• **WORK REQUEST**: Within the records below, find the line containing "horse's hind leg.". Reproduce it and each line after it exactly, and nothing else.
START THE RECORDS
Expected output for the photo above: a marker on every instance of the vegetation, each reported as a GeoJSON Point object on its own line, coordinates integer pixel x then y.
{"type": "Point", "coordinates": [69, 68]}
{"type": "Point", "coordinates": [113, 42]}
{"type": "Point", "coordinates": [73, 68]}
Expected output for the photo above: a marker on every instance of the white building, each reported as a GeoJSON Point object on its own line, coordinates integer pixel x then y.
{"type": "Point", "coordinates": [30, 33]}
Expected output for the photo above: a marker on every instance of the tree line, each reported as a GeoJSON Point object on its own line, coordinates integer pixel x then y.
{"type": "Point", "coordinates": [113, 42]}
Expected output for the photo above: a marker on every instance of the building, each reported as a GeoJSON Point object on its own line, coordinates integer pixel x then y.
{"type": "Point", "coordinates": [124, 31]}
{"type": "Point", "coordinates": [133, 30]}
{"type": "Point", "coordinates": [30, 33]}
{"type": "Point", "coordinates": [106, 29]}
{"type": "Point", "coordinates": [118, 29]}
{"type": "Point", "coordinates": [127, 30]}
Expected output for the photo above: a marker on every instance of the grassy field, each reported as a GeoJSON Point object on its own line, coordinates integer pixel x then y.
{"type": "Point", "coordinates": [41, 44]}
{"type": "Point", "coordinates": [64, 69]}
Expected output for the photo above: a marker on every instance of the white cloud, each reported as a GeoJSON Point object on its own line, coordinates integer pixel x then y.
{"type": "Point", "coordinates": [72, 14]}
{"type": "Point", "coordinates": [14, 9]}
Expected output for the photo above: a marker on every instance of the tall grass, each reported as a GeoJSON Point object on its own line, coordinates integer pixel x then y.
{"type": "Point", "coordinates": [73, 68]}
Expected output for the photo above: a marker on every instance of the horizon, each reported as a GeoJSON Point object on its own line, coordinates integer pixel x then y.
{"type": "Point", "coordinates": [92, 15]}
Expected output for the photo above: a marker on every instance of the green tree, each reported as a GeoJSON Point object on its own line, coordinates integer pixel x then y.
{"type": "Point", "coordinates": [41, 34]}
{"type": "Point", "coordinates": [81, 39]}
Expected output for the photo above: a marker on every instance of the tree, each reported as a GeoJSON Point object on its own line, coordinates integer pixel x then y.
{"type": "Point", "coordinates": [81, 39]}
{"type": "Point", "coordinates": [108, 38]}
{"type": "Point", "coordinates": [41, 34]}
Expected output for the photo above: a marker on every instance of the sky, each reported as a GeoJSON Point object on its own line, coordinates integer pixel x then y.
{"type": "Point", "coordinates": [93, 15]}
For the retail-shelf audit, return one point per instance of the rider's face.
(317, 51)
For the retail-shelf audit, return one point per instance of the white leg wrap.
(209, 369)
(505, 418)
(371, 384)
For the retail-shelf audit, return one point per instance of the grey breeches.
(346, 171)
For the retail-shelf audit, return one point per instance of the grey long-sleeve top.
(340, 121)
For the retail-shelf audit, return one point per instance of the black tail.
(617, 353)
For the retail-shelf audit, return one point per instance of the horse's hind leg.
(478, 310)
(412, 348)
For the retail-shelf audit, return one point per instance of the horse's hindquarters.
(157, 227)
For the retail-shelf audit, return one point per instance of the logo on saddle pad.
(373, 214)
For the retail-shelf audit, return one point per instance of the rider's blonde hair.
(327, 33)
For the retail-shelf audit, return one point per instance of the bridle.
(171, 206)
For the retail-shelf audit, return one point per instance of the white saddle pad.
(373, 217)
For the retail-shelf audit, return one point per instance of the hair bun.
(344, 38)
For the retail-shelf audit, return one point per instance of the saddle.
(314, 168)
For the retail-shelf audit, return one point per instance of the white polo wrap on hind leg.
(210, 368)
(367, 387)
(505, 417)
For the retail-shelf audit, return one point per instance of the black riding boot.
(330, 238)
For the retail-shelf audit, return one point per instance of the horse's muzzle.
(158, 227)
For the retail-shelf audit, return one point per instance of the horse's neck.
END THE RECORDS
• **ANSWER FOR THE TASK**:
For the retail-shelf audit, return one point per instance of the horse's hind leg.
(478, 310)
(412, 348)
For the retail-shelf audit, return one point per instance of the horse's hindquarters.
(157, 227)
For the retail-shelf audit, return one point per instance of the logo on saddle pad.
(373, 214)
For the retail-shelf audit, return one point per instance of the rider's blonde hair.
(327, 33)
For the retail-shelf audit, return one point per instance of the bridle.
(171, 206)
For the retail-shelf audit, return one point per instance of the white saddle pad.
(373, 217)
For the retail-shelf audit, return one point per instance of the hair bun.
(344, 38)
For the retail-shelf audit, return one point per instance of the saddle.
(314, 168)
For the retail-shelf audit, return one point per instance of the white polo wrap on hind leg.
(210, 368)
(367, 387)
(505, 417)
For the retail-shelf audit, return one point per instance of the black riding boot.
(330, 238)
For the retail-shelf audit, return one point per instance of the horse's muzzle.
(158, 227)
For the retail-shelf audit, return one point per instance of the horse's neck.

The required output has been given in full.